§ **Questions on the material**:
1 - Copy out everything from "Emerging risks and" down to "and corporate spending." in the extract on sanctions and market risks.
2 - Answer these from the extract on sanctions and market risks:
(a) What share of Europe's natural gas comes from Russia?
(b) By how much did M&A deal-making fall year-on-year in Q1 2022, according to Refinitiv data?
(c) Which two metals are named as ones Ukraine and Russia supply?
3 - List every cause the extract on sanctions and market risks gives for the post-pandemic recovery already slowing.
[Extract to read Boundary: Start]
Western sanctions have been extensive and highly co-ordinated – and are expected to result in a rapid and deep recession in Russia, with GDP falling by 10% (or more) this year.  Capital Economics assess that Russia could drop from being the 11th largest global economy to 14th by the end of 2022.

Energy prices

Europe relies on Russia for 40% of its natural gas and 25% of its oil. Political pressure to implement rapid shifts away from such energy reliance - coupled with risks that supplies may suffer further shocks from western embargoes or Russia imposing limits on supply - have led to surging oil and gas prices.

Food and commodity markets

Ukraine and Russia account for 30% of all global wheat exports - the "bread basket of the world" - as well as being key suppliers of metals such as nickel and palladium. The conflict is already starting to drive up food prices, with shortages feared during 2022, alongside concerns that limited fertiliser supplies will have a knock-on impact for future crop seasons.

Emerging risks and policy directions

Policy direction: interest rates are (still) expected to rise given persistently high inflation

Central banks including the US Fed and the Bank of England look set to stick to a programme of interest rate rises during 2022 – judging that the risks from persistently high inflation outweigh the heightened risks to economic recovery and growth.

Risk: consumer and business confidence drops - impacting spending and investment

The post-pandemic recovery was already slowing due to rising inflation, cost-of-living pressures and taxation. M&A deal-making has also slowed - down 22% year-on-year in Q1 2022 according to Refinitiv data. The Ukraine crisis will further dent confidence and potentially subdue household and corporate spending.

Risk: China supports Russia to mitigate sanctions or militarily

This currently looks unlikely - with China focused on its own economic and COVID-related challenges - but would be a serious escalation risking secondary sanctions on the Chinese economy, which is significantly more globally inter-connected than Russia.
[Extract to read Boundary: End]
[Entries shown Boundary: Start]
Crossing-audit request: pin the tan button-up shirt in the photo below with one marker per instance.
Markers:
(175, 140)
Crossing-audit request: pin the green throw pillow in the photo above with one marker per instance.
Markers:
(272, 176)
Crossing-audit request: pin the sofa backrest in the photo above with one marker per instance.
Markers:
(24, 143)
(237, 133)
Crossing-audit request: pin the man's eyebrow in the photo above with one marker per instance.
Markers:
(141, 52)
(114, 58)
[Entries shown Boundary: End]
[Entries shown Boundary: Start]
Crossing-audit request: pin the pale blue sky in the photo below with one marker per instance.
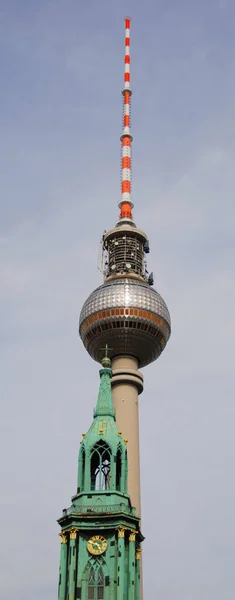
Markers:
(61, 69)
[Entries shown Boundary: End]
§ **Solution set**:
1 -
Emerging risks and policy directions

Policy direction: interest rates are (still) expected to rise given persistently high inflation

Central banks including the US Fed and the Bank of England look set to stick to a programme of interest rate rises during 2022 – judging that the risks from persistently high inflation outweigh the heightened risks to economic recovery and growth.

Risk: consumer and business confidence drops - impacting spending and investment

The post-pandemic recovery was already slowing due to rising inflation, cost-of-living pressures and taxation. M&A deal-making has also slowed - down 22% year-on-year in Q1 2022 according to Refinitiv data. The Ukraine crisis will further dent confidence and potentially subdue household and corporate spending.

2 -
(a) 40%
(b) 22%
(c) Nickel and palladium

3 -
Rising inflation
Cost-of-living pressures
Taxation